▶ Source excerpt:
78. In cases in which a juridical act infringes Article 45 TFEU, three of the four viewpoints indicate the immediate nullity of such an act beforehand. Firstly, Article 45 TFEU aims to protect and stimulate the functioning of the internal market as well as to abandon discriminatory practices based on nationality. The damage suffered falls within the scope of these interests. This indicates nullity on the basis of Article 3:40(1) BW. Secondly, the infringement of the provision has led to an impediment of the fundamental principle of non-discrimination. Also this implies nullity on the basis of Article 3:40(1) BW. Thirdly, Article 45 TFEU itself does not provide for a sanction for the infringement of this provision by a private party.17 Hence national law should be applied to sanction any infringement. The direct horizontal effect of Article 45 TFEU is an argument to hold that immediate nullity of the juridical act in question is an effective and proportionate remedy, especially in case there are no other remedies available with the same or similar legal effects.18 Nullity on the basis of Article 3:40(1) BW is certainly the strongest remedy, compared to voidability – relative and limited in its scope of applicability – or incidental inapplicability on the basis of the restrictive effect of reasonableness and fairness entrenched in Article 6:2(2) BW and 6:248(2) BW.19 Hence, also this viewpoint implies nullity on the basis of Article 3:40(1) BW.20
79. Another perspective, promoted by a number of Dutch scholars, would be to assess all juridical acts that are in conflict with mandatory law – either the juridical act as such or its content or necessary implication – on the basis of paragraph 2 of Article 3:40BW.21 Should this path be taken, it would be most plausible to arrive at the automatic nullity of the juridical act, and not to the exception of annulment22, since Article 45 TFEU is not a provision that solely and specifically protects workers against discriminatory practices, but particularly aims at improving the functioning of the internal market as such.23 In my opinion Article 45 TFEU on the free movement of workers cannot as such be equated to for instance the provisions on consumer protection or the protection of workers in labour law. The character and objective of Article 45 TFEU are more comprehensive in comparison to provisions that specifically concern consumer protection or worker protection. Further, since Article 45 TFEU has direct horizontal effect, it clearly purports to invalidate juridical acts in conflict therewith, whilst it does not regulate the consequences of an infringement itself. Consequently, paragraph 3 of Article 3:40 BW would not apply.

(Entries from a dataset)
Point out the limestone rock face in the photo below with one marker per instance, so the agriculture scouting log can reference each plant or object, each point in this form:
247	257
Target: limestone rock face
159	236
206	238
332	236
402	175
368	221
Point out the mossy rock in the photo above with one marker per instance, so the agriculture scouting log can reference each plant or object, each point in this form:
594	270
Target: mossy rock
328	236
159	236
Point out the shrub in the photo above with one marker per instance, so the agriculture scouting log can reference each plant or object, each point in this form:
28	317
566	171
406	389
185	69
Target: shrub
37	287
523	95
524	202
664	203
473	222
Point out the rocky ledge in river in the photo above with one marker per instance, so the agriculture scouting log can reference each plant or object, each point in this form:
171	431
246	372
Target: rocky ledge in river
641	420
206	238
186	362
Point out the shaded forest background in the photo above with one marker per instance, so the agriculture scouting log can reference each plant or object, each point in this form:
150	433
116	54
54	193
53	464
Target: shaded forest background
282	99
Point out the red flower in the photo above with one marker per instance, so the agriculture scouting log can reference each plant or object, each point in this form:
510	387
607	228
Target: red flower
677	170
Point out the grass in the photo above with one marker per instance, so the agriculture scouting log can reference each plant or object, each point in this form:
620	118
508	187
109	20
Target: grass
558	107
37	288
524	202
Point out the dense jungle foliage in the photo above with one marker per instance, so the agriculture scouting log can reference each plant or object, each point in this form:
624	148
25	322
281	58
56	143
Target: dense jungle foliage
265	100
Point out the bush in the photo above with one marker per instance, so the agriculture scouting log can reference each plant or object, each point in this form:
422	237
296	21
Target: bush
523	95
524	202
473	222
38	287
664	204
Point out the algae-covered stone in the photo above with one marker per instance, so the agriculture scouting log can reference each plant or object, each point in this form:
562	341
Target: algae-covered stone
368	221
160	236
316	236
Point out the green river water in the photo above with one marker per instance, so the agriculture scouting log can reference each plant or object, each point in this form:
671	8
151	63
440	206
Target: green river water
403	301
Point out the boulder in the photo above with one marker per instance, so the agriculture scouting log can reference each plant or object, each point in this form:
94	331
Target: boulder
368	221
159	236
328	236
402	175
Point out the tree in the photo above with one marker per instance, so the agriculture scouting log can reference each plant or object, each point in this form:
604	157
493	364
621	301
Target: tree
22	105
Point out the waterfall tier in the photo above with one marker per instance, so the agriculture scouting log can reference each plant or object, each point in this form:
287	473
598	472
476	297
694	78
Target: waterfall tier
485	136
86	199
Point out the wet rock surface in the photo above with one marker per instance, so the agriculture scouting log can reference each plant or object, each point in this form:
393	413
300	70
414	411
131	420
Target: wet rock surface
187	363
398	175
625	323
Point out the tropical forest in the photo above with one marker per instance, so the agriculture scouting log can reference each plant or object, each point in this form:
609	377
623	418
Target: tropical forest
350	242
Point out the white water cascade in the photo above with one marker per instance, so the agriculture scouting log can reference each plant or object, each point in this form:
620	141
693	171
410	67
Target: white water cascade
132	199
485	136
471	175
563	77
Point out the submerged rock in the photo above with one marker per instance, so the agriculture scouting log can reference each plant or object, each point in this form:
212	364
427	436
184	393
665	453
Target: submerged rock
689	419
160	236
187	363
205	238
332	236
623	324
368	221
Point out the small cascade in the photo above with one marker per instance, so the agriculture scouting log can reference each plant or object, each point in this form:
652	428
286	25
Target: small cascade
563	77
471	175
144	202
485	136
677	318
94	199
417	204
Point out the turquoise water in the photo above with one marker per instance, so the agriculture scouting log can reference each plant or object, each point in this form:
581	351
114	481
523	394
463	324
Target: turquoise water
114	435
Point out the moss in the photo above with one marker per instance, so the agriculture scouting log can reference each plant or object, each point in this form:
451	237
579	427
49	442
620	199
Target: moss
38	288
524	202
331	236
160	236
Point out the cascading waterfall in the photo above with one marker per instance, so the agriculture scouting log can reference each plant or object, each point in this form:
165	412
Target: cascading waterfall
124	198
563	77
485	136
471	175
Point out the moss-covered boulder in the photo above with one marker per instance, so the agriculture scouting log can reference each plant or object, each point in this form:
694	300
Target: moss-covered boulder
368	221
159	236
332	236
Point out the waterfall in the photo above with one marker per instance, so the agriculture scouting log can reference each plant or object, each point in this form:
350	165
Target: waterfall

▶ Exercise details:
List every provision of the BW that the Article 45 TFEU excerpt cites, counting each article or paragraph separately.

▶ Expected answer:
- Article 3:40(1) BW
- Article 6:2(2) BW
- Article 6:248(2) BW
- Paragraph 2 of Article 3:40 BW
- Paragraph 3 of Article 3:40 BW